• **Work instruction**: Copy all the lines of the listing below exactly. Skip the images.

• **Data section**:

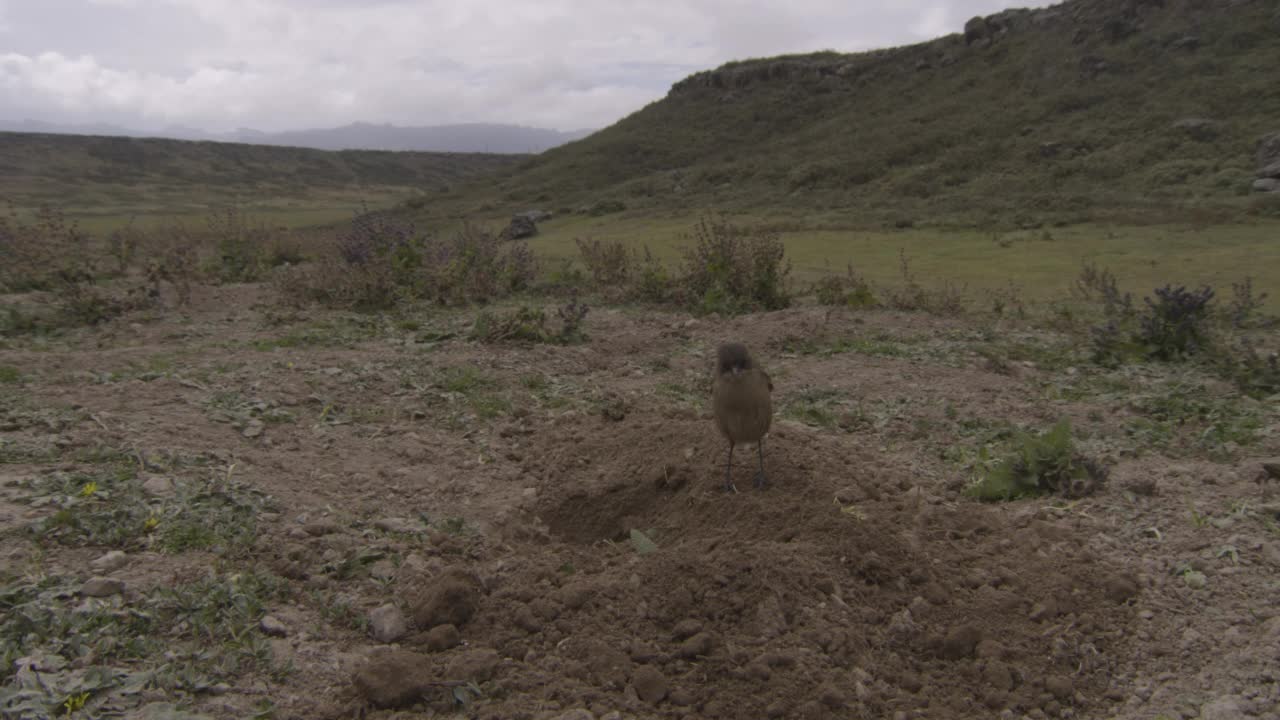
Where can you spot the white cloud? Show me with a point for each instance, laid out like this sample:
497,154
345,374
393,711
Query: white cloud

• **Your solution**:
Where can you spot the white cloud? Show me with a point for each instance, laid out like this sample:
497,154
345,374
393,711
Query: white cloud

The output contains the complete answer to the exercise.